> [Stated goal] Look through the entries below and copy out each line that contains the string "building". Matches must have the same case.

(Raw records)
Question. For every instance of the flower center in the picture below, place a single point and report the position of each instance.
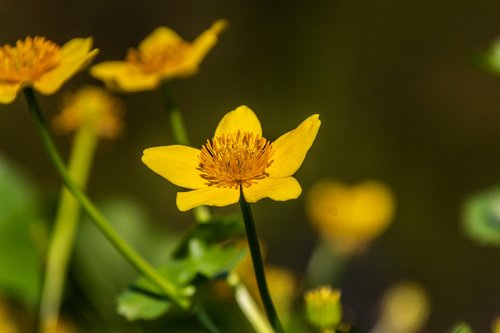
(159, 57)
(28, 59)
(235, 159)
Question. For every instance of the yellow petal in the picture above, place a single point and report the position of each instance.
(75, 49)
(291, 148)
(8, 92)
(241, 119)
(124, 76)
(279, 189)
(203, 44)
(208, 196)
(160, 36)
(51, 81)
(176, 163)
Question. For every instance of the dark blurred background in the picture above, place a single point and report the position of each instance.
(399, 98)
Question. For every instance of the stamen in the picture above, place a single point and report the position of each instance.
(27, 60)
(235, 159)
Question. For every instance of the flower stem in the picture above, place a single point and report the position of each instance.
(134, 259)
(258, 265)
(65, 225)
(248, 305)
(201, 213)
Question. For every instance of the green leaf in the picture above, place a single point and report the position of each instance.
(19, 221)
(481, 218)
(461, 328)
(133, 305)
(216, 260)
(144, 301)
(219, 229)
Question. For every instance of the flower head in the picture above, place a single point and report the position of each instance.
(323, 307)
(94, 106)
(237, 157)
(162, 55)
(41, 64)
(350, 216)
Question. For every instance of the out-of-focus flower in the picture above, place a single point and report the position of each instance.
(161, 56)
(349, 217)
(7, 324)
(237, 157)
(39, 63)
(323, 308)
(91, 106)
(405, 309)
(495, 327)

* * *

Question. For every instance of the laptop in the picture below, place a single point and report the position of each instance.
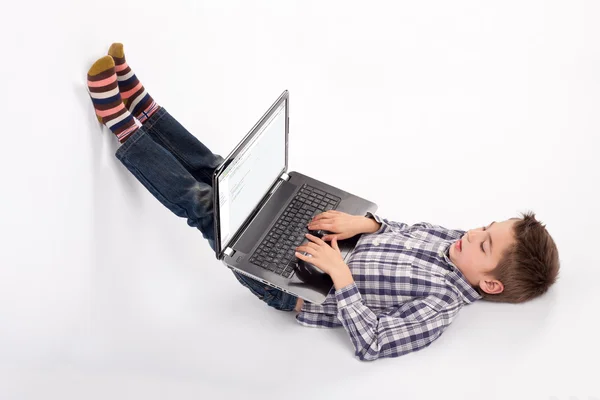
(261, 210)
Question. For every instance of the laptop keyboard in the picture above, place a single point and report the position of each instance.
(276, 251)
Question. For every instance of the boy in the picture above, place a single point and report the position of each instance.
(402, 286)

* * *

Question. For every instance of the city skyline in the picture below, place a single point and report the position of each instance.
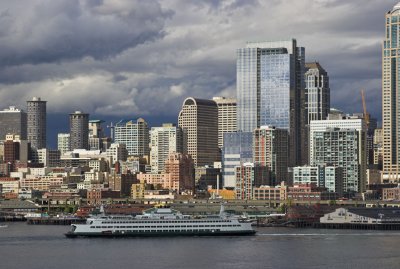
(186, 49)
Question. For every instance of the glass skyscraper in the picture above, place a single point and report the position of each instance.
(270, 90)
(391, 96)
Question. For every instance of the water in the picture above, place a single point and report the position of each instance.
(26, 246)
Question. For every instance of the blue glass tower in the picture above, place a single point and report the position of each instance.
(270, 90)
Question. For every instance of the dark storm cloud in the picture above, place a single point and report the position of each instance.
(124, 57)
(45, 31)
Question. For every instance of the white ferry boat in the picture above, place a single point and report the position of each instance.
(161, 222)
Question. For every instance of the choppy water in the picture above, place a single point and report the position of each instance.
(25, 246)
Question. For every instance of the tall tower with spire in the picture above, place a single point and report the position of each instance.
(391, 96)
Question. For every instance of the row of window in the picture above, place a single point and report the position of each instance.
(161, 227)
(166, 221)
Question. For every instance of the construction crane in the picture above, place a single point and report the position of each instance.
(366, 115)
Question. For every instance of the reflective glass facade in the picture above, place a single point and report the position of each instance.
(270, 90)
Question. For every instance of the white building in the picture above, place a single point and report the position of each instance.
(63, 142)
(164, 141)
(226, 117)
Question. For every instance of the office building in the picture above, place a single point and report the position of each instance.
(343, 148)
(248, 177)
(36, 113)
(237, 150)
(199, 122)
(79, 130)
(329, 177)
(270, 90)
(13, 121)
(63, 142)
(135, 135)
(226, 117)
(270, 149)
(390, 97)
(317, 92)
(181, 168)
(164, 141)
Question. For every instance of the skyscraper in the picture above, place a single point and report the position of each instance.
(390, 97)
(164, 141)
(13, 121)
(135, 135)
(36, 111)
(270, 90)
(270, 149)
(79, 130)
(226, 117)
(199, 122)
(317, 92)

> [Solution for this problem]
Question. For every instance of the white building in the picture above, place a single point and report the position of each instance.
Question. For every instance of the office building in the picture above, place a single point and report the position of each instance.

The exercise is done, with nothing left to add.